─── SELECTED EXCERPT

Effective October 15, 2015, the Company engaged a consultant to provide services primarily related to media services. The term of the agreement is one (1) year and as compensation for the agreement, the Company issued the consultant 112,500 shares of common stock. The Company valued the stock based upon the quoted market price of $1.00 on the date of grant, or $112,500. The $112,500 is being amortized to consulting expense over the one-year term of the consulting agreement. During the nine months ended January 31, 2017, the Company recorded $51,111 of consulting expense and the prepaid consulting amount has been fully amortized at January 31, 2017.
Effective December 8, 2015, the Company engaged a consultant to provide services primarily related to public relations services. The term of the agreement is six (6) months and as compensation for the agreement, the Company issued the consultant 500,000 shares of common stock. The Company valued the stock based upon the quoted market price of $0.72 on the date of grant, or $275,000. The $275,000 is being amortized to consulting expense over the six-month term of the consulting agreement. During the nine months ended January 31, 2017, the Company recorded $55,907 of consulting expense and the prepaid consulting amount has been fully amortized at January 31, 2017.

──────

STATED EXERCISE 1: In the consulting-agreement disclosure, explain how the Company set the $112,500 value for the shares given to the media services consultant and why that amount is expensed over one year.
STATED EXERCISE 2: Continue the consulting-agreement disclosure from where it stops.

─── DATASET RECORDS

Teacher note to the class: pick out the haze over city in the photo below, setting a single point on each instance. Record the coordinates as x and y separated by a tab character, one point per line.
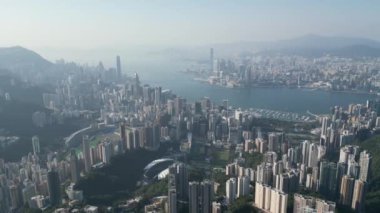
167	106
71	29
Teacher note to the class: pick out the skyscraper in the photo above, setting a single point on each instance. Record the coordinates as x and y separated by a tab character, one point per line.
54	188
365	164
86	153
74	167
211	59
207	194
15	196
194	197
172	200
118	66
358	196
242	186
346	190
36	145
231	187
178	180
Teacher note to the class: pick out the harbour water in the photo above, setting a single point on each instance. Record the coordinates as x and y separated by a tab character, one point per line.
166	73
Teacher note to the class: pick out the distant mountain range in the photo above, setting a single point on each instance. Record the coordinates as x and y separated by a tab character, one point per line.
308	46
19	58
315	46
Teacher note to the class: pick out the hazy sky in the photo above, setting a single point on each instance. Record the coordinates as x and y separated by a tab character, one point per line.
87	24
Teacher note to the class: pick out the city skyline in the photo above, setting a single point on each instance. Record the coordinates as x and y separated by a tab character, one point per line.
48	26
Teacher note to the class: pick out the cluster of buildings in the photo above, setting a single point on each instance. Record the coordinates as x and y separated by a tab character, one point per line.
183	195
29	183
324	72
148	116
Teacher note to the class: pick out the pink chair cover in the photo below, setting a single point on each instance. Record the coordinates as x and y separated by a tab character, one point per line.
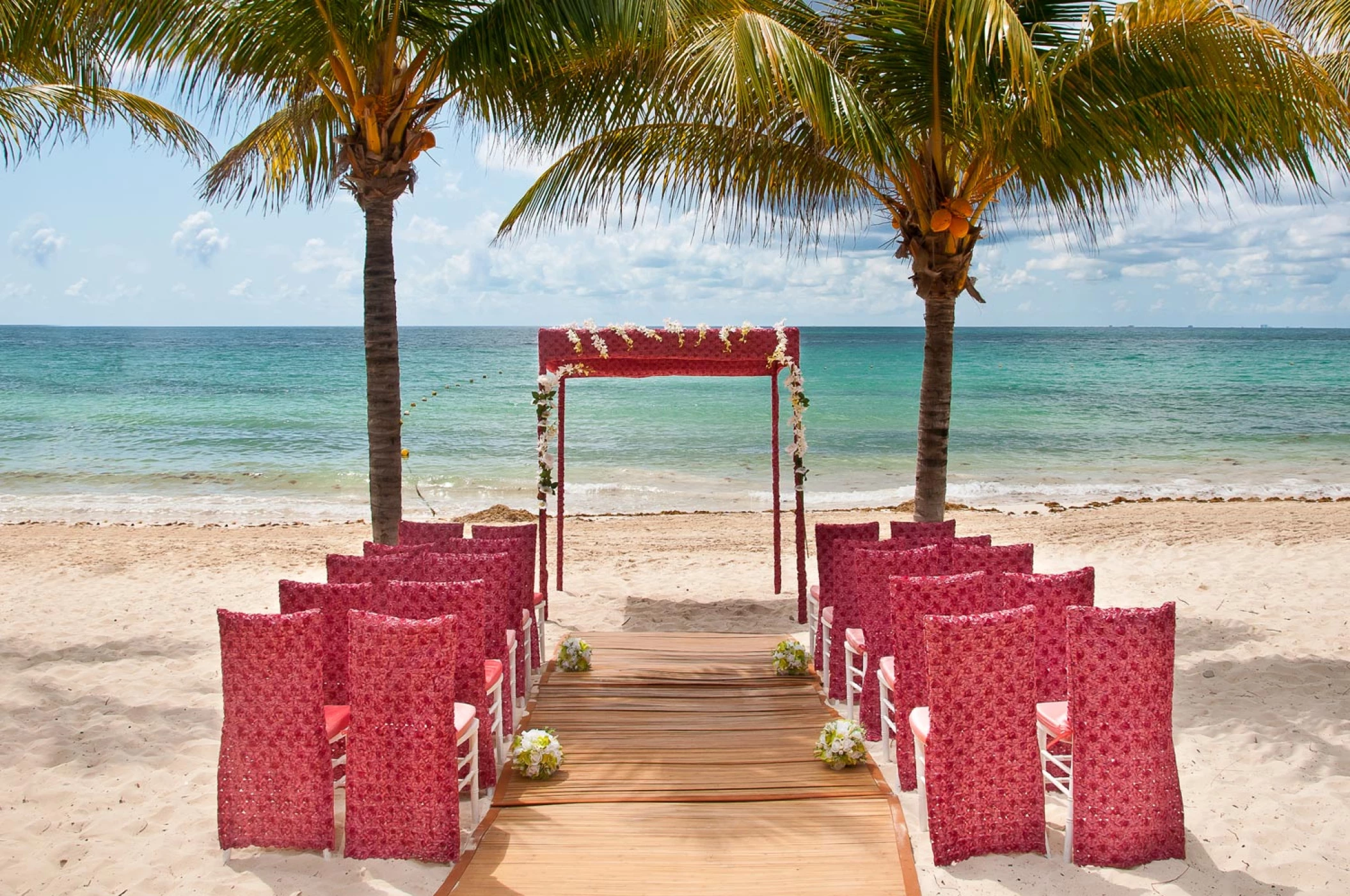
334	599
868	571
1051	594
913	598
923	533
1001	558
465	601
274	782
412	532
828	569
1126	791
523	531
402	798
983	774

──────
─── DATASET RECORDS

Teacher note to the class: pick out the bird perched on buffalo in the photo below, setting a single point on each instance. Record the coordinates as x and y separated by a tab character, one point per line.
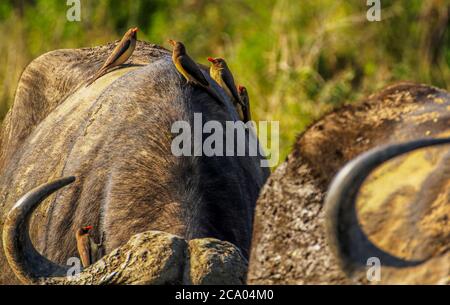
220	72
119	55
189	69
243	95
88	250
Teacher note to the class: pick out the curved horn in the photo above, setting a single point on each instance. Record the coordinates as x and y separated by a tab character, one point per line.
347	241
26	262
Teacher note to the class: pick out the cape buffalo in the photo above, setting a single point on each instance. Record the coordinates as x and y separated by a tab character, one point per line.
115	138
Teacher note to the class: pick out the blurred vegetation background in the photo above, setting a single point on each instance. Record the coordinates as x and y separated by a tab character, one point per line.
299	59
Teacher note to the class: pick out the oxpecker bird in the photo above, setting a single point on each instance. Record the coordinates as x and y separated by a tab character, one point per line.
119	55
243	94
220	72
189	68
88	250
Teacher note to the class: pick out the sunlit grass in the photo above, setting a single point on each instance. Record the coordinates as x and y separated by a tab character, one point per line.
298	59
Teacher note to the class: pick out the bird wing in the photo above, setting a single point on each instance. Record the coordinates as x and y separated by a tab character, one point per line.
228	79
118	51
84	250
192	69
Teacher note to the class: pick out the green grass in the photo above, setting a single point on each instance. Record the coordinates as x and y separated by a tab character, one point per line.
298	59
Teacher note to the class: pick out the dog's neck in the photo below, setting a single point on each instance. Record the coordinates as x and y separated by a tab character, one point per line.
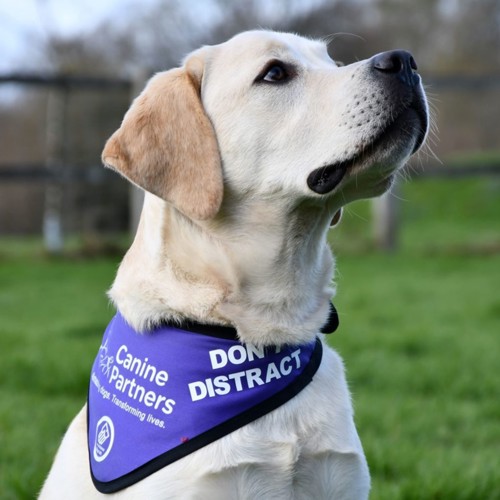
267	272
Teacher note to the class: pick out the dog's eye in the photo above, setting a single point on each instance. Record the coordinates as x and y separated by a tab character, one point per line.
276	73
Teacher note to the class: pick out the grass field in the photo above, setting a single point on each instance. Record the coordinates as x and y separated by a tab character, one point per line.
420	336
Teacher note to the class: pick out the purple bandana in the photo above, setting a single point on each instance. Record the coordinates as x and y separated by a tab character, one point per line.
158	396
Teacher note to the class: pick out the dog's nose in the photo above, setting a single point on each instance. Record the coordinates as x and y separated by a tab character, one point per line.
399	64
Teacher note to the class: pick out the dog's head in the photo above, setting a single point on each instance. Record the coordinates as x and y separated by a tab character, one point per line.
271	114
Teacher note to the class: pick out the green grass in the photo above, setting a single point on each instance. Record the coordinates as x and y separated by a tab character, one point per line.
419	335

──────
─── DATASET RECORDS

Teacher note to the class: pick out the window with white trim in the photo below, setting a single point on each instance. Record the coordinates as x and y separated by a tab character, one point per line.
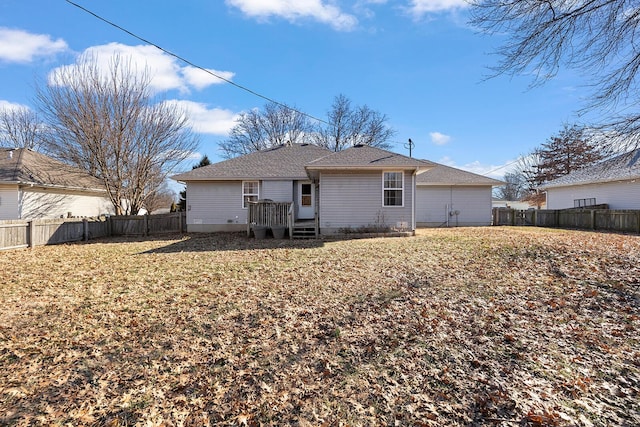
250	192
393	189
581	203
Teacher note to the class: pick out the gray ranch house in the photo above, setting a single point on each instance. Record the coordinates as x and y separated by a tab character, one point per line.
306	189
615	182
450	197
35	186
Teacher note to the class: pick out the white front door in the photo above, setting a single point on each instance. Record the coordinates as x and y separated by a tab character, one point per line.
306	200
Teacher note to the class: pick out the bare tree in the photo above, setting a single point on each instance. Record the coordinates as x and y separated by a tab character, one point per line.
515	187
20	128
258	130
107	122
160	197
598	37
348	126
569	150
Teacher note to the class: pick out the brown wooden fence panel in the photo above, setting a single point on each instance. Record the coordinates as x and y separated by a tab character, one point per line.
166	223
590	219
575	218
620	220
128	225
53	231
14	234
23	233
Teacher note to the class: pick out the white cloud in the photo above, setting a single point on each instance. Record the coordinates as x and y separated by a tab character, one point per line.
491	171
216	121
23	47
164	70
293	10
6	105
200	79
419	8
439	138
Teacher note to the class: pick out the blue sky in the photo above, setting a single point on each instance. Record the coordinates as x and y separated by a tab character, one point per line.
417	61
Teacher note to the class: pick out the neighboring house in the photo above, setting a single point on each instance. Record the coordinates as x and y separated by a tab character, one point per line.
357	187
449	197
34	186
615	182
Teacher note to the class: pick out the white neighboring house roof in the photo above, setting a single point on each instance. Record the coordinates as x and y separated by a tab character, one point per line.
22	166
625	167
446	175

──────

EXERCISE RESPONSE 1: The Company valued the 112,500 shares at the quoted market price of $1.00 on the date of grant, which gives $112,500. That amount is amortized to consulting expense over one year because the consulting agreement runs for a one-year term.

EXERCISE RESPONSE 2:
Effective January 1, 2016, the Company engaged three consultants to provide services primarily related to corporate strategies. The term for each of the three agreements is six (6) months and as compensation for the agreement, the Company issued the three consultants an aggregate 150,000 shares of common stock. The Company valued the stock based upon the quoted market price of $0.72 on the date of grant, or $108,000. The $108,000 is being amortized to consulting expense over the six-month term of the consulting agreement. During the nine months ended January 31, 2017, the Company recorded $72,000 of consulting expense and the prepaid consulting amount has been fully amortized at January 31, 2017.
F-22
MAJOR LEAGUE FOOTBALL, INC.
CONDENSED NOTES TO FINANCIAL STATEMENTS (UNAUDITED)
JANUARY 31, 2017
NOTE 4 COMMON STOCK (CONTINUED)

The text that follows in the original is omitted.